(Entries taken from a collection)
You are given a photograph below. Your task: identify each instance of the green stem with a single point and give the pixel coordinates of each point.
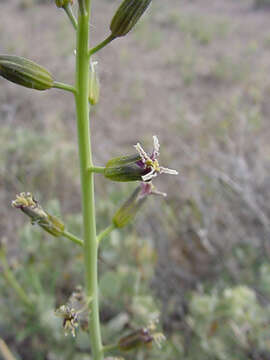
(11, 280)
(63, 86)
(73, 238)
(87, 178)
(97, 169)
(101, 45)
(111, 347)
(105, 232)
(71, 16)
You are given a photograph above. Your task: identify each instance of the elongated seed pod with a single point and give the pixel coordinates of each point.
(25, 72)
(127, 15)
(124, 168)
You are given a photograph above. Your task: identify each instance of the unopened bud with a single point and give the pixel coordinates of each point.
(30, 206)
(24, 72)
(129, 209)
(127, 15)
(63, 3)
(94, 86)
(125, 168)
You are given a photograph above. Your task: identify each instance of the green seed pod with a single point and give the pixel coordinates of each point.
(30, 206)
(127, 15)
(94, 86)
(129, 209)
(125, 168)
(63, 3)
(25, 72)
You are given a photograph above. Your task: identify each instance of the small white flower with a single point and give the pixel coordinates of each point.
(150, 162)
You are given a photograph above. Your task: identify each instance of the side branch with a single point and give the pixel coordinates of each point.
(71, 16)
(101, 45)
(62, 86)
(73, 238)
(105, 232)
(97, 169)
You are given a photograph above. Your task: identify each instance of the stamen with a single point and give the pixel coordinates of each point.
(156, 147)
(167, 171)
(142, 153)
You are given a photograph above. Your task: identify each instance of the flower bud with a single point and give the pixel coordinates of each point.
(125, 168)
(129, 209)
(94, 86)
(127, 15)
(63, 3)
(136, 339)
(31, 208)
(25, 72)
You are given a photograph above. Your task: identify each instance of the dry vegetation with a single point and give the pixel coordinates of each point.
(196, 73)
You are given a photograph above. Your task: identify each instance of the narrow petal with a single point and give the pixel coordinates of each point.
(141, 152)
(150, 175)
(168, 171)
(156, 147)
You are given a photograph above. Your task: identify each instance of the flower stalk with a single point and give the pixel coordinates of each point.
(87, 177)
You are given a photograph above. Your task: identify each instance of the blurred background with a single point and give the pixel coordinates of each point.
(195, 73)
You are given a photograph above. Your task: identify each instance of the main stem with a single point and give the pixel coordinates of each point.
(87, 180)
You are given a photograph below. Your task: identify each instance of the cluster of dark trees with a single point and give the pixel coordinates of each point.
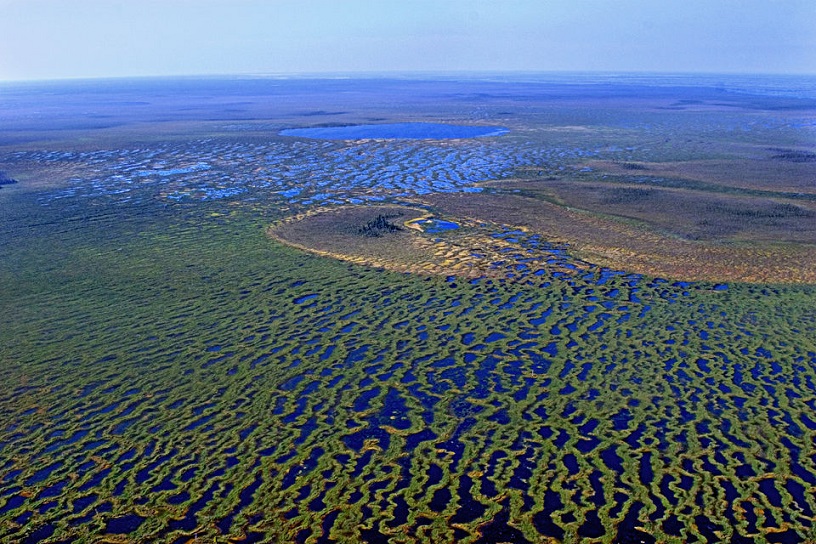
(796, 156)
(378, 226)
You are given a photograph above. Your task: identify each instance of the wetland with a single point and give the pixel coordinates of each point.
(596, 324)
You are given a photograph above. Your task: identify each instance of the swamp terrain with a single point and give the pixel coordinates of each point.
(592, 321)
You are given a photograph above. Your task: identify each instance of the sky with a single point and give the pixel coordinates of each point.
(57, 39)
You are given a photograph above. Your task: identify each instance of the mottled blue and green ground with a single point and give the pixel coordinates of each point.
(169, 373)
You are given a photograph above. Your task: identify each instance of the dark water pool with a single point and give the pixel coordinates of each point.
(405, 131)
(435, 226)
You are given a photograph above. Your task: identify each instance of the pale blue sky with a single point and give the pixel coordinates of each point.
(46, 39)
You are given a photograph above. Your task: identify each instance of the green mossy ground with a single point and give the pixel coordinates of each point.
(183, 342)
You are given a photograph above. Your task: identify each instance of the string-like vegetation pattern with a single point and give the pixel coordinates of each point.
(185, 377)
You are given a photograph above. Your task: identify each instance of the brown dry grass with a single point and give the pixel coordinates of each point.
(619, 245)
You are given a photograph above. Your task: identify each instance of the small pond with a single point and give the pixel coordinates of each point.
(405, 131)
(435, 226)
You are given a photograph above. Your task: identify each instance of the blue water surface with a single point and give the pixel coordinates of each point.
(404, 131)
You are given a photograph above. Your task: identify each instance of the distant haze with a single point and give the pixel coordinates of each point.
(53, 39)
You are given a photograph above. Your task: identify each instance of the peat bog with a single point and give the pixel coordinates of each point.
(215, 331)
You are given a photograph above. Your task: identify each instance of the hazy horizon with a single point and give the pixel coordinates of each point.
(51, 40)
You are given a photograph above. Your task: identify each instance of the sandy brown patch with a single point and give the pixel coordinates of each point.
(625, 246)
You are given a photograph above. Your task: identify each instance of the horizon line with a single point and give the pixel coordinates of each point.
(397, 74)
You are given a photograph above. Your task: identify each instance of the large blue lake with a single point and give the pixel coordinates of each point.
(404, 131)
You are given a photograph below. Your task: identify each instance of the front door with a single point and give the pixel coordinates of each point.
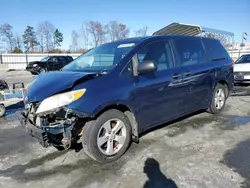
(197, 75)
(159, 93)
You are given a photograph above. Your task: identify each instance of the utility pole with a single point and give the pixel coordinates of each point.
(244, 38)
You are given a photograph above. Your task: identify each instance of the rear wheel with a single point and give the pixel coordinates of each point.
(218, 100)
(2, 110)
(108, 137)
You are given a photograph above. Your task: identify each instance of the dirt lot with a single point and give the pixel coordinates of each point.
(201, 150)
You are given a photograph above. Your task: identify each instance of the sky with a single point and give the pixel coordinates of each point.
(68, 15)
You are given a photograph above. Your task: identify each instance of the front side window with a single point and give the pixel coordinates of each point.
(159, 52)
(243, 59)
(101, 58)
(190, 51)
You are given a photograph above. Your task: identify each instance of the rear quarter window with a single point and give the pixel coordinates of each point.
(215, 49)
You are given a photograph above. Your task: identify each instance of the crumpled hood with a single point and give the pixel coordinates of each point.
(48, 84)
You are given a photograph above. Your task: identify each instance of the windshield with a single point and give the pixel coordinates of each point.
(101, 58)
(243, 59)
(45, 59)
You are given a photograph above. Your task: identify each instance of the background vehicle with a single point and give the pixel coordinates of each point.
(12, 96)
(242, 70)
(49, 63)
(3, 85)
(108, 96)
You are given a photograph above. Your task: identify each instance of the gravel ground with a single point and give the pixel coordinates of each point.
(201, 150)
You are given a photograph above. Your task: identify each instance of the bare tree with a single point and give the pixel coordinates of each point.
(75, 41)
(45, 32)
(40, 36)
(141, 32)
(117, 31)
(18, 42)
(97, 32)
(7, 36)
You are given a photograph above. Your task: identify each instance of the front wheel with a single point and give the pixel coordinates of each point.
(108, 137)
(218, 100)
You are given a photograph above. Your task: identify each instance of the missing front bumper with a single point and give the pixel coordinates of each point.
(59, 135)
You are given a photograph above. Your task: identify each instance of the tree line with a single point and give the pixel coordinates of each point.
(46, 38)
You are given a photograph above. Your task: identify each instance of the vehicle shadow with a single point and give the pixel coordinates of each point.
(155, 177)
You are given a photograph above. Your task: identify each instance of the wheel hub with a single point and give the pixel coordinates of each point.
(111, 137)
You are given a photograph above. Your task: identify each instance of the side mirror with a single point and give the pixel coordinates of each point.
(146, 67)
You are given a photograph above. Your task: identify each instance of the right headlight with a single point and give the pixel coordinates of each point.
(57, 101)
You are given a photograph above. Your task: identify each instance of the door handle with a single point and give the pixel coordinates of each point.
(176, 76)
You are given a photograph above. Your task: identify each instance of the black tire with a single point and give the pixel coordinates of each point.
(213, 109)
(2, 110)
(90, 133)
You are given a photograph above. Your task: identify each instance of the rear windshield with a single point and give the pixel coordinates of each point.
(215, 49)
(243, 59)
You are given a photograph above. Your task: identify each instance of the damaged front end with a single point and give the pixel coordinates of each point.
(61, 128)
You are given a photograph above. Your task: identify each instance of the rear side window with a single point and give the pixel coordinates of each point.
(215, 49)
(190, 51)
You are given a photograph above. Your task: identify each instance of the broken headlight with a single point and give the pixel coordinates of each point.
(57, 101)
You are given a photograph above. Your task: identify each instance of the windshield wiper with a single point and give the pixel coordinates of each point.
(218, 59)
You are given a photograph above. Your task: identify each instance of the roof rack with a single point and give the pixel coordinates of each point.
(190, 30)
(194, 30)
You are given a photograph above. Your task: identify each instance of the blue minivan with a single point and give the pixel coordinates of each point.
(108, 96)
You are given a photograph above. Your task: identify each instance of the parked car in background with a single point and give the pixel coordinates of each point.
(242, 70)
(3, 85)
(109, 95)
(49, 63)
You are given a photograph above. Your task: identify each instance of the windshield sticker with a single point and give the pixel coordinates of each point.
(126, 45)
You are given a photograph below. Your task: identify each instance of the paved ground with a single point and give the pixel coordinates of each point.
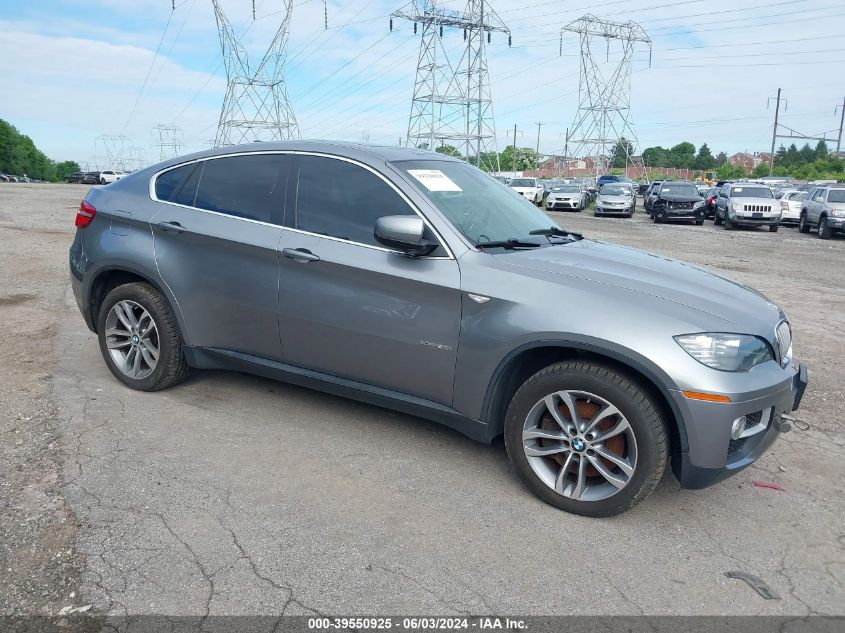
(232, 494)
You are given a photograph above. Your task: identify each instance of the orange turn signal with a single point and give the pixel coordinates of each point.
(707, 397)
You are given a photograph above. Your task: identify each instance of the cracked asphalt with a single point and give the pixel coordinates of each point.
(232, 494)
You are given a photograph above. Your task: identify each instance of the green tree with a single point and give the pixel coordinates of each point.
(704, 159)
(621, 154)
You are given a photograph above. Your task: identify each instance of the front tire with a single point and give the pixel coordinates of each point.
(598, 462)
(139, 338)
(803, 225)
(824, 229)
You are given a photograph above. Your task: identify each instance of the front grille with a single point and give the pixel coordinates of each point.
(784, 336)
(736, 446)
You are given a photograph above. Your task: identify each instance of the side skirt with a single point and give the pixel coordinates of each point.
(214, 358)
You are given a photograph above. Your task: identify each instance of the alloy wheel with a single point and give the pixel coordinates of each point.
(580, 445)
(132, 339)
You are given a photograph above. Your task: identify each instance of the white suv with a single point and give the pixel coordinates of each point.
(110, 176)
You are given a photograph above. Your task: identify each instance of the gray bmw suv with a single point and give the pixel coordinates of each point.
(413, 281)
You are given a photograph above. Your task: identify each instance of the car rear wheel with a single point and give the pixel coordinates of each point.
(586, 439)
(803, 225)
(824, 229)
(139, 338)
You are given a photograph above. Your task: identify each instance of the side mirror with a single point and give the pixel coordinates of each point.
(403, 233)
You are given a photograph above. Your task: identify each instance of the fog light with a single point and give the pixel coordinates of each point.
(737, 427)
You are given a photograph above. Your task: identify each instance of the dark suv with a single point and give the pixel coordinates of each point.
(412, 280)
(676, 200)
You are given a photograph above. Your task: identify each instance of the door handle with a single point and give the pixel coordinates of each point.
(300, 254)
(171, 227)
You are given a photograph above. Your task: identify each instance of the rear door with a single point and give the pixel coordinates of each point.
(216, 242)
(350, 307)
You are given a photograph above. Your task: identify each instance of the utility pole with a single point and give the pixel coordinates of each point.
(774, 135)
(539, 125)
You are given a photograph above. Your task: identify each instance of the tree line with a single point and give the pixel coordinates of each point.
(19, 156)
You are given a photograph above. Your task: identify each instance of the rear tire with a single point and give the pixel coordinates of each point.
(115, 337)
(570, 478)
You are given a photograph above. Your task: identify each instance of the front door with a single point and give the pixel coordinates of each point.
(216, 243)
(352, 308)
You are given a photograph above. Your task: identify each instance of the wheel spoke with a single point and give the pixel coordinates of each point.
(537, 433)
(551, 405)
(545, 451)
(614, 478)
(112, 344)
(561, 481)
(607, 411)
(569, 401)
(581, 482)
(620, 427)
(612, 457)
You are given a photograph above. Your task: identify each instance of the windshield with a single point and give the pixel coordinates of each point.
(751, 192)
(678, 189)
(615, 190)
(523, 182)
(836, 195)
(481, 209)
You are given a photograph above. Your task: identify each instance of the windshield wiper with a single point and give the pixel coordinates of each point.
(509, 243)
(554, 230)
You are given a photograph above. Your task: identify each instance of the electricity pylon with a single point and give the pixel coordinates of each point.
(169, 141)
(452, 103)
(256, 106)
(604, 98)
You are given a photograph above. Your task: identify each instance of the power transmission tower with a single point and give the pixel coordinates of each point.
(256, 106)
(114, 148)
(169, 141)
(452, 101)
(604, 98)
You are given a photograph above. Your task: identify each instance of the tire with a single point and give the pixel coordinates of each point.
(648, 450)
(170, 367)
(824, 230)
(803, 225)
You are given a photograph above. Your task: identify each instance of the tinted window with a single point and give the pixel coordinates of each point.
(168, 182)
(343, 200)
(244, 186)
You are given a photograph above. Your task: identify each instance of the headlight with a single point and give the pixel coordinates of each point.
(726, 352)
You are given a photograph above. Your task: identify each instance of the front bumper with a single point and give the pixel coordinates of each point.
(712, 456)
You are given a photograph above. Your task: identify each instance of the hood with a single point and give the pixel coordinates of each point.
(676, 197)
(672, 280)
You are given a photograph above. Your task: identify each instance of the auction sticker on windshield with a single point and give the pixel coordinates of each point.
(434, 180)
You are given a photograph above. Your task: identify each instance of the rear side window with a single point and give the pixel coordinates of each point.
(243, 186)
(343, 200)
(168, 183)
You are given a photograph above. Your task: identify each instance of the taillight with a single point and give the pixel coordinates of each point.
(85, 215)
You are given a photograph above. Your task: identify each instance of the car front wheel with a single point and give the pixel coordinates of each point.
(139, 338)
(586, 439)
(824, 230)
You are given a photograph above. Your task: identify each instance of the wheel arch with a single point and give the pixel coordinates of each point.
(110, 277)
(527, 359)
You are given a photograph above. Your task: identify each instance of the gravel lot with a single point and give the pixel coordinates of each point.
(232, 494)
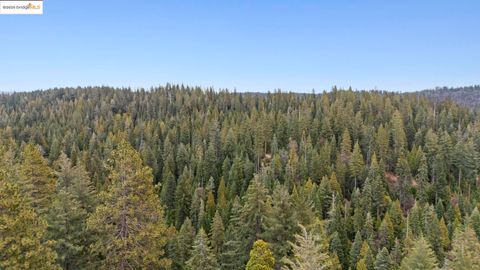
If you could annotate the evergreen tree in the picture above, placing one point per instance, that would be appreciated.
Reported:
(465, 251)
(281, 224)
(356, 247)
(202, 256)
(382, 262)
(474, 221)
(183, 197)
(310, 252)
(420, 256)
(129, 221)
(184, 243)
(37, 179)
(22, 232)
(253, 216)
(356, 163)
(261, 258)
(217, 233)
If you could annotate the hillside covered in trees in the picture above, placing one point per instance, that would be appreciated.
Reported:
(185, 178)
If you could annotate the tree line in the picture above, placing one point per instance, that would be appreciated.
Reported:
(179, 177)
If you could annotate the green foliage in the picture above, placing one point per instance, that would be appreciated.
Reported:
(129, 220)
(382, 262)
(420, 256)
(203, 257)
(22, 231)
(368, 166)
(261, 258)
(37, 179)
(465, 251)
(310, 252)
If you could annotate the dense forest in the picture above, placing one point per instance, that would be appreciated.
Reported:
(467, 96)
(177, 177)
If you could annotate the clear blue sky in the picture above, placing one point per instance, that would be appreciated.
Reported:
(247, 45)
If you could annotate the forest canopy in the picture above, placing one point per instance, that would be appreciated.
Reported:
(179, 177)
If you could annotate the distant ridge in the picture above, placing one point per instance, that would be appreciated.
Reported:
(468, 96)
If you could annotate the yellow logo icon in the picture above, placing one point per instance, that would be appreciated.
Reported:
(31, 6)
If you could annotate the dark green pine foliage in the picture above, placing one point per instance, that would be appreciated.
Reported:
(382, 261)
(183, 244)
(281, 224)
(202, 257)
(253, 216)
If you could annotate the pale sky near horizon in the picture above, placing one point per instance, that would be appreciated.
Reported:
(243, 45)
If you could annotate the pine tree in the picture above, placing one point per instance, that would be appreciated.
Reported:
(222, 200)
(217, 233)
(432, 233)
(382, 262)
(465, 251)
(74, 200)
(254, 213)
(129, 221)
(310, 252)
(233, 245)
(356, 163)
(209, 209)
(22, 232)
(202, 256)
(37, 179)
(474, 221)
(281, 224)
(183, 243)
(261, 258)
(421, 256)
(386, 233)
(67, 228)
(356, 247)
(183, 197)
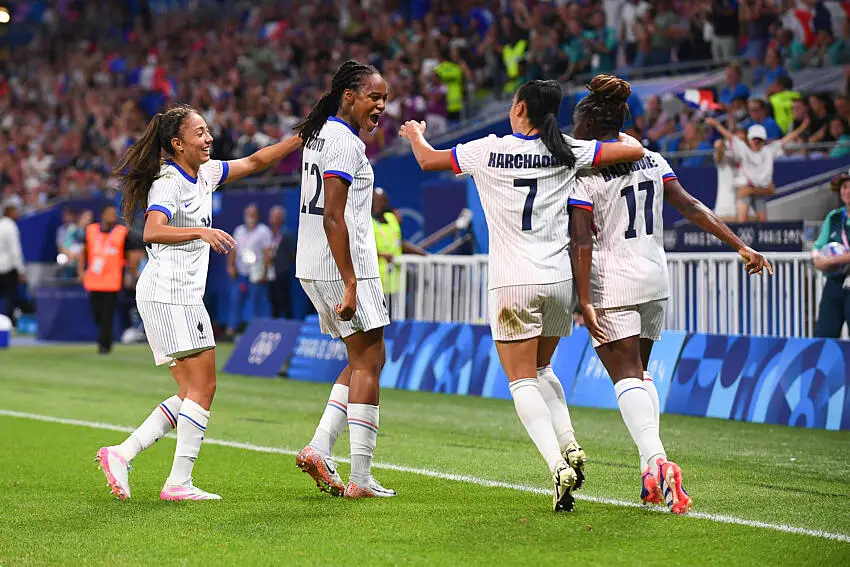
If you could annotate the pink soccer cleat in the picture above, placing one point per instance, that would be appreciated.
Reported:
(185, 492)
(670, 482)
(322, 469)
(116, 469)
(650, 493)
(372, 489)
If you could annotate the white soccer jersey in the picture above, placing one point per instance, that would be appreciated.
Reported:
(177, 273)
(627, 200)
(336, 152)
(524, 193)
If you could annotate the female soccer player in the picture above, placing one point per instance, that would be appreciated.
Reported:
(177, 196)
(524, 181)
(624, 296)
(337, 264)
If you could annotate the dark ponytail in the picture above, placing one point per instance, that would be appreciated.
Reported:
(603, 112)
(350, 75)
(140, 165)
(543, 103)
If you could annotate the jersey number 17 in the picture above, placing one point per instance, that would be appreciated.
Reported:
(631, 202)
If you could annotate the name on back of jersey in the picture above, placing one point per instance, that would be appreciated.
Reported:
(622, 169)
(522, 161)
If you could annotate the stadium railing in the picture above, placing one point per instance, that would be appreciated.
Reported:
(709, 293)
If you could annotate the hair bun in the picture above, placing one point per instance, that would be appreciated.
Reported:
(610, 87)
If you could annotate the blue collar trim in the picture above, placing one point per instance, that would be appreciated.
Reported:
(344, 123)
(524, 137)
(188, 177)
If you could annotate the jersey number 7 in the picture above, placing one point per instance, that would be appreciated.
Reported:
(528, 208)
(631, 203)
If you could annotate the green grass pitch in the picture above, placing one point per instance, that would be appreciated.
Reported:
(55, 507)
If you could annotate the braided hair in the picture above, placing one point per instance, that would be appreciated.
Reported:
(141, 164)
(543, 102)
(604, 110)
(350, 75)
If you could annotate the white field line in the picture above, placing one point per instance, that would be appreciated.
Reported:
(722, 518)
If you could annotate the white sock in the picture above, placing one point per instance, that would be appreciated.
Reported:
(636, 408)
(363, 433)
(649, 384)
(535, 417)
(162, 420)
(333, 421)
(191, 425)
(553, 394)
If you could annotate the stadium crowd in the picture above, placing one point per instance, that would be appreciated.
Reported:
(254, 69)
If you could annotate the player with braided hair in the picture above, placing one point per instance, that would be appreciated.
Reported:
(524, 180)
(621, 274)
(337, 265)
(176, 194)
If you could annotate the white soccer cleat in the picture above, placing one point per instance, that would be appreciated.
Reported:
(186, 492)
(565, 480)
(372, 489)
(116, 469)
(575, 456)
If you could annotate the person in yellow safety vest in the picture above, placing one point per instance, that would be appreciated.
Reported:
(102, 264)
(389, 241)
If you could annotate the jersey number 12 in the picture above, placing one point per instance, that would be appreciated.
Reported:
(631, 203)
(312, 208)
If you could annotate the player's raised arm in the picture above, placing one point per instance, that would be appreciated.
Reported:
(426, 156)
(261, 159)
(703, 217)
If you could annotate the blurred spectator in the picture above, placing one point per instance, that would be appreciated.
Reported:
(281, 264)
(733, 88)
(247, 267)
(11, 259)
(782, 99)
(102, 262)
(724, 19)
(69, 221)
(728, 176)
(758, 114)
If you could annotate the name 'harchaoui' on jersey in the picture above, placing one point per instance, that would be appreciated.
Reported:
(627, 201)
(524, 192)
(337, 151)
(177, 273)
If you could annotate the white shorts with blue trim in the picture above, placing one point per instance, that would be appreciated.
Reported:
(175, 331)
(646, 320)
(371, 310)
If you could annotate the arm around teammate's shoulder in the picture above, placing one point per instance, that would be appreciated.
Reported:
(626, 149)
(158, 231)
(261, 159)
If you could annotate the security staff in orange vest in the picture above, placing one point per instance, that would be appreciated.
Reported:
(102, 265)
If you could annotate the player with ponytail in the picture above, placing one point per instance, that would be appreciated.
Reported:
(169, 175)
(524, 181)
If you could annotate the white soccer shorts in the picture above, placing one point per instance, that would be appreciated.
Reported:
(175, 331)
(371, 310)
(646, 320)
(520, 312)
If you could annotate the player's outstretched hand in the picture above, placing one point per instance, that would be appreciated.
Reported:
(754, 262)
(345, 310)
(592, 323)
(411, 128)
(218, 240)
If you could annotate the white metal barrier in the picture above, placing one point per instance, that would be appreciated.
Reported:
(709, 293)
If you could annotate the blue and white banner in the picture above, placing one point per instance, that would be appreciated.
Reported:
(264, 348)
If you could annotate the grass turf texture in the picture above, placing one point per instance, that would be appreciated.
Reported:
(57, 509)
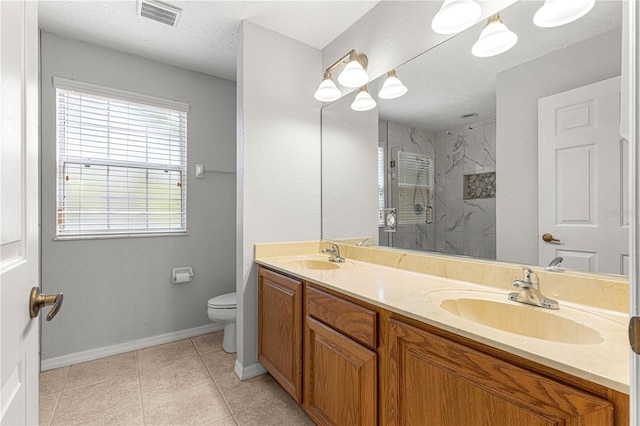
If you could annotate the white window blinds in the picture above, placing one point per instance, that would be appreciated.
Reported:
(121, 164)
(415, 188)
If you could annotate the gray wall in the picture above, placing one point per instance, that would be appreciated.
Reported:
(517, 92)
(119, 290)
(278, 162)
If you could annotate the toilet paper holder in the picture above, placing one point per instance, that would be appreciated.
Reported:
(183, 274)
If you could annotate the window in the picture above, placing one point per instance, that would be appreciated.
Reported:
(121, 162)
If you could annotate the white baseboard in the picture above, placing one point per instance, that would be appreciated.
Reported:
(78, 357)
(245, 373)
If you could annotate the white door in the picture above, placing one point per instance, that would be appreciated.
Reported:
(19, 211)
(583, 179)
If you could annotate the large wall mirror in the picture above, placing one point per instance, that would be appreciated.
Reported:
(483, 156)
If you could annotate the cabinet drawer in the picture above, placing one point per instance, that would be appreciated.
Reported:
(355, 321)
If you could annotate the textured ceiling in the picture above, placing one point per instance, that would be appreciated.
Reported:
(448, 81)
(205, 38)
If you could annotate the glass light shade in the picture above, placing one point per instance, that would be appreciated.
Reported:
(327, 91)
(494, 40)
(392, 87)
(455, 16)
(353, 75)
(554, 13)
(363, 101)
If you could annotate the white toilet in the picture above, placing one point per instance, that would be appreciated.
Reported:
(222, 309)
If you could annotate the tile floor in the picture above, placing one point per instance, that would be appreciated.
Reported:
(188, 382)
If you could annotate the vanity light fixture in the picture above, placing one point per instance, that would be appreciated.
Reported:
(327, 91)
(353, 75)
(392, 87)
(494, 39)
(554, 13)
(363, 101)
(455, 16)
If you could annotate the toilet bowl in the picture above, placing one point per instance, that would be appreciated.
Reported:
(222, 309)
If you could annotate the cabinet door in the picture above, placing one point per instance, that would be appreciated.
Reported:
(340, 378)
(433, 381)
(280, 329)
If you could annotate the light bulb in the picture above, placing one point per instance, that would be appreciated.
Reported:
(554, 13)
(363, 101)
(455, 16)
(392, 87)
(353, 75)
(327, 91)
(494, 39)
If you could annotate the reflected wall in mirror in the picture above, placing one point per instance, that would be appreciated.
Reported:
(460, 149)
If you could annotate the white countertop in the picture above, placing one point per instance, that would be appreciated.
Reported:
(419, 296)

Your task:
Read the data above and pull out each line that holds the string "yellow".

Answer below:
If you could annotate the yellow logo icon in the picture above, placing one point per instance, that would be appreciated.
If you could annotate the person in yellow safety vest in the picture above, placing one point per instance, that would be appreciated.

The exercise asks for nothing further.